« En vérité, Allâh et ses Anges bénissent le Prophète ; ô vous qui croyez, bénissez-le et présentez-lui le salut ! » (Qur’ân 33, 56).
Ce verset est parfois mal compris quand la traduction est « Allâh et Ses Anges prient sur le Prophète » car d’un point de vue théologique et juridique, évidemment il n’y a que les créatures qui prient Allâh (au sens de la demande et de la prosternation), or ici il est plutôt question de grâce unifiante, de salutations et de bénédictions envoyées sur le Prophète Muhammad (ﷺ).

§ **Données affichées**:
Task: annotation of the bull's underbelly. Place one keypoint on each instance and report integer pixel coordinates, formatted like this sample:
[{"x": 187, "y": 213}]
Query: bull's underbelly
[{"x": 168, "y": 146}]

§ **Travail à réaliser**: Pouvez-vous recopier mot pour mot, dans le texte sur le verset coranique ci-dessus, le passage qui commence par les mots « Ce verset est » et se termine par « Prophète Muhammad (ﷺ). » ?

§ **Réponse à l'exercice**:
Ce verset est parfois mal compris quand la traduction est « Allâh et Ses Anges prient sur le Prophète » car d’un point de vue théologique et juridique, évidemment il n’y a que les créatures qui prient Allâh (au sens de la demande et de la prosternation), or ici il est plutôt question de grâce unifiante, de salutations et de bénédictions envoyées sur le Prophète Muhammad (ﷺ).